- **PROBLEM DESCRIPTION**
Copy exactly, please, each line of the data below until the line that contains "Format each box" has been copied, beginning at the top.

- **RECORDS**
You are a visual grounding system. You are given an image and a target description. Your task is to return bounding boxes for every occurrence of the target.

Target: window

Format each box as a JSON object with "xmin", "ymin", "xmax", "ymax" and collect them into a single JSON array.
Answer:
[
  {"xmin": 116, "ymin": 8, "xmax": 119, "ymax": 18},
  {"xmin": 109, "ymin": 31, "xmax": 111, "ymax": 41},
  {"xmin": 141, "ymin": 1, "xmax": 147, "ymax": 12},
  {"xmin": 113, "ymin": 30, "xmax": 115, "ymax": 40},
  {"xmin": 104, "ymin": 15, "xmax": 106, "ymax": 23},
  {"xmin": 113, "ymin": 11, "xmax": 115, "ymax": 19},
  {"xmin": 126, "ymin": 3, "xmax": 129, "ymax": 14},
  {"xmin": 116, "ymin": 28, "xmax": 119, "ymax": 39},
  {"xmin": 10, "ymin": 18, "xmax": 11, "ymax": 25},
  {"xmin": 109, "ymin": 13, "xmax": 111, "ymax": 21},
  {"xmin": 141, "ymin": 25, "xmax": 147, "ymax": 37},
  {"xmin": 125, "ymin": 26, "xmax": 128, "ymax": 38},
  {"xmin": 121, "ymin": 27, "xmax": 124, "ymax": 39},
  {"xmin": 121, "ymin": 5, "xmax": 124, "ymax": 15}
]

- **REPLY**
You are a visual grounding system. You are given an image and a target description. Your task is to return bounding boxes for every occurrence of the target.

Target: window

Format each box as a JSON object with "xmin", "ymin", "xmax", "ymax" and collect them into a single JSON array.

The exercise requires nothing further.